What you should do:
Tally the lines of the entries that follow that contain the word "below". Give only the number.

Raw records:
++++++
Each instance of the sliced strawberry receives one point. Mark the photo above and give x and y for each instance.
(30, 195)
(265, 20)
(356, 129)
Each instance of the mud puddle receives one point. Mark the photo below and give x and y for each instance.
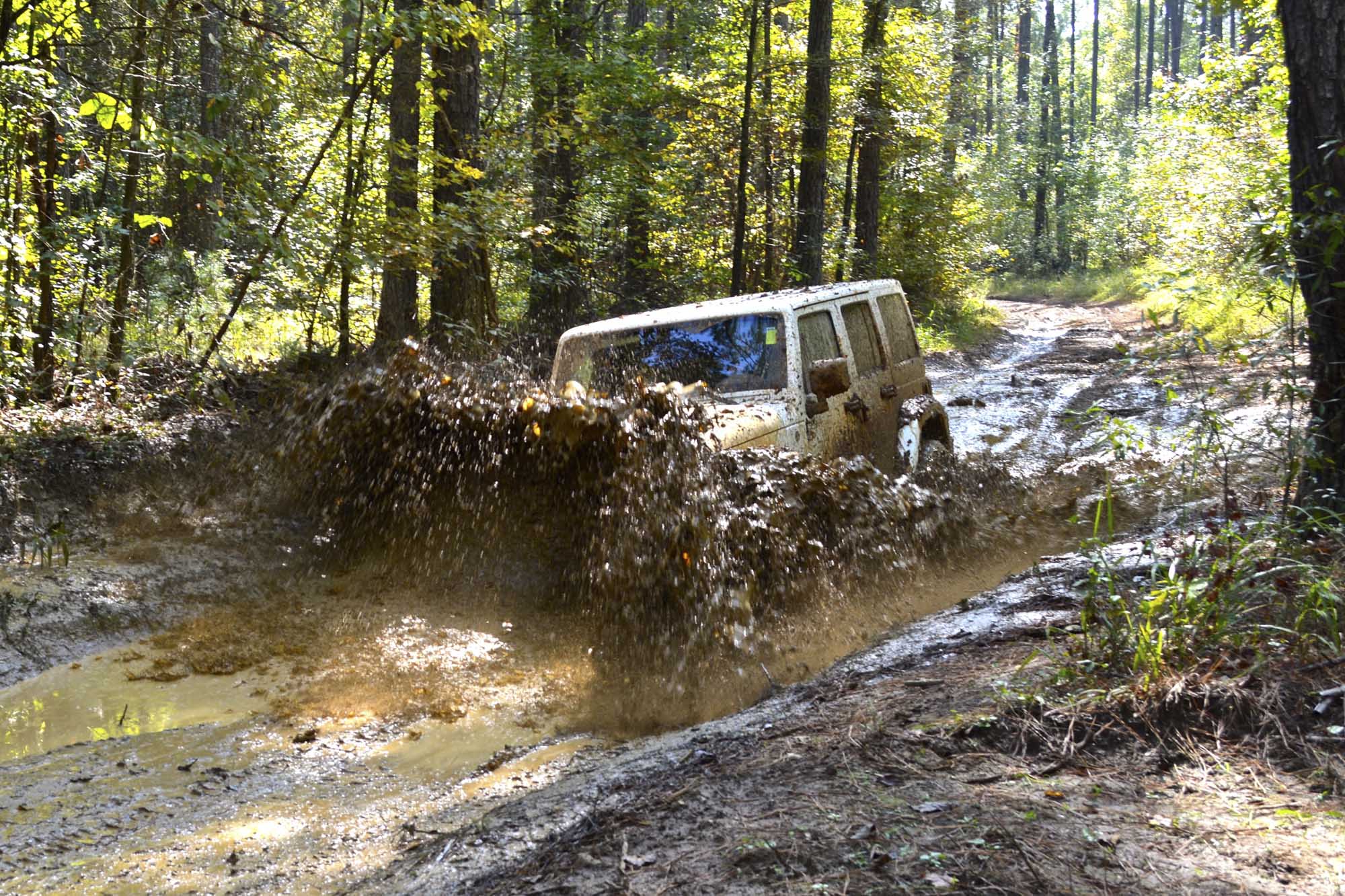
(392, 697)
++++++
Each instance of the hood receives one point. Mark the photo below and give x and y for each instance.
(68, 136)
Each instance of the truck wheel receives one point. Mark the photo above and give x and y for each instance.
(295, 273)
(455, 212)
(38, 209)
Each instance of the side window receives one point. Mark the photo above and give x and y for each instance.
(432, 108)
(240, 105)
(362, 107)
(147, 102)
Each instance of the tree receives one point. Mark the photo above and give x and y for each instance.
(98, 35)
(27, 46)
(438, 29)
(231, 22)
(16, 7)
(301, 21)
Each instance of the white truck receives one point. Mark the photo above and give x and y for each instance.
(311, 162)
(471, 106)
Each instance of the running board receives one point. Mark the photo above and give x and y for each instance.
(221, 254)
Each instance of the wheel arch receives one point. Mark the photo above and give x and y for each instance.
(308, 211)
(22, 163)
++++++
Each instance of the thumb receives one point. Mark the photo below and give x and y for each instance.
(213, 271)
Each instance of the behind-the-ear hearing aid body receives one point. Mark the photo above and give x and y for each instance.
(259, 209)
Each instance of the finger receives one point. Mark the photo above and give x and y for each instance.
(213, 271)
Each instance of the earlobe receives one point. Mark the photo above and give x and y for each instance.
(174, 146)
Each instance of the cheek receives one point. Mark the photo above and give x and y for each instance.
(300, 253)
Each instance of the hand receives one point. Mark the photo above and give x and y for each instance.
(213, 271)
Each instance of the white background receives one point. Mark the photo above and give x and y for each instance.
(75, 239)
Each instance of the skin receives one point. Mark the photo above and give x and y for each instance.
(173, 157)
++++++
Final result:
3